WHAT YOU NEED TO DO: Give back every line of the material below exactly, but no images.

★ ★ ★

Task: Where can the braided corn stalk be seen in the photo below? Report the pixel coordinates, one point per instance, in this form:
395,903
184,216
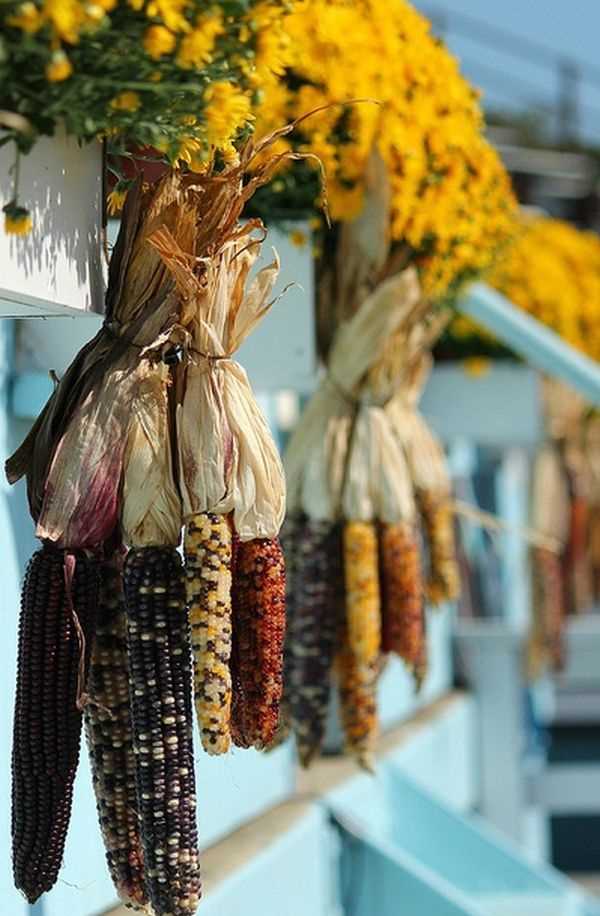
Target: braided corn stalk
110,741
402,597
258,635
314,555
55,637
159,652
443,580
207,549
363,601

★ ★ ★

ANSWER BOX:
Task: Where can the braided corn stalk be seen in the photo below? Report the pixel coordinates, one point per instance, in this form:
395,903
184,216
Target: braided corn stalk
110,741
402,597
258,635
314,555
55,637
159,652
443,580
207,549
363,601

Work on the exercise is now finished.